━━ Records shown

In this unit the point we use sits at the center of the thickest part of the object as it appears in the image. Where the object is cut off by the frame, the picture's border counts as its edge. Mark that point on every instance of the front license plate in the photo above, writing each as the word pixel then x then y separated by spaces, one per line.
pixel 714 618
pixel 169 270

━━━━
━━ Records shown

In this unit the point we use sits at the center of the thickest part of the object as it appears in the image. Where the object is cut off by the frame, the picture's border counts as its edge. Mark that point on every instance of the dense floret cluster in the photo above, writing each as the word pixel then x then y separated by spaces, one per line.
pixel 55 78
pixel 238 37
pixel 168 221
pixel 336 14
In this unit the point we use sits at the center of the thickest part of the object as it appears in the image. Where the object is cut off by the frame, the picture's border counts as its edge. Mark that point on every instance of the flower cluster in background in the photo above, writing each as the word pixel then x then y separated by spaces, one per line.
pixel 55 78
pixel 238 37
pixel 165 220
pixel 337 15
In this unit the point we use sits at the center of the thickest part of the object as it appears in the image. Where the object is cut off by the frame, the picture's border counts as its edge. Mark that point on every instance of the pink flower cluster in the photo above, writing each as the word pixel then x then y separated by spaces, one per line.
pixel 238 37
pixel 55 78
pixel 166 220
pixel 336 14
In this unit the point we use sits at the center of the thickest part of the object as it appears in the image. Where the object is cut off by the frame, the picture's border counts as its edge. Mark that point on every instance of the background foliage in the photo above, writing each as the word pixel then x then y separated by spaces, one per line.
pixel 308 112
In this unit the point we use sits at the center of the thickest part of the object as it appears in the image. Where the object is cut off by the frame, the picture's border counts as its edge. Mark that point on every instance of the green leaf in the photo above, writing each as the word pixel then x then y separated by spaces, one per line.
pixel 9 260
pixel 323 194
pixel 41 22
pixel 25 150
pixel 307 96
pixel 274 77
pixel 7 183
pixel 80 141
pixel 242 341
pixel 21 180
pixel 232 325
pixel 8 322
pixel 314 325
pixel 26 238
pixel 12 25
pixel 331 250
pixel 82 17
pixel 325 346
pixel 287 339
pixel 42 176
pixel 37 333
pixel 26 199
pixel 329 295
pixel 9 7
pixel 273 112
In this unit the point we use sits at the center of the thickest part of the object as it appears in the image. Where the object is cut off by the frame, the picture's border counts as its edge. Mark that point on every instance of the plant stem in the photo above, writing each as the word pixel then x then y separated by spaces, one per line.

━━━━

(Problem to work on) From the records above, copy only the lines starting with the line that holds "of the background" and going on through the line that holds "of the plant", exactly as written.

(Written response)
In this unit the point we use sits at the center of the thickest part of the object as it appears in the image. Where the object is cut off by the frame, the picture's border counts as its edge. Mark that point on every instance of the background foliage in the photo above, writing each as the word pixel then x then y separated by spaces, one per line.
pixel 308 112
In this unit the point we use sits at the center of the thickest part of the object as it appears in the image. Where the object is cut off by the frame, the picture's border counts as its edge. Mark that point on every instance of the green leaf in the photo above, writing each as the word pixel then x then y separated by spaces, one per line.
pixel 9 260
pixel 323 194
pixel 41 22
pixel 25 150
pixel 307 96
pixel 274 77
pixel 7 183
pixel 80 141
pixel 242 341
pixel 21 180
pixel 232 325
pixel 8 322
pixel 314 325
pixel 26 238
pixel 12 25
pixel 331 250
pixel 82 17
pixel 325 346
pixel 287 339
pixel 42 176
pixel 37 333
pixel 26 199
pixel 329 295
pixel 9 7
pixel 273 112
In this unit the point we use sits at the center of the thickest part of the object as it appears in the image. Where the object is cut off by the frame, the picture's border counts as its edge. Mark that point on every instance of the plant stem in the photo above, writing each as the word pixel then x then y separated by spaces, one per line.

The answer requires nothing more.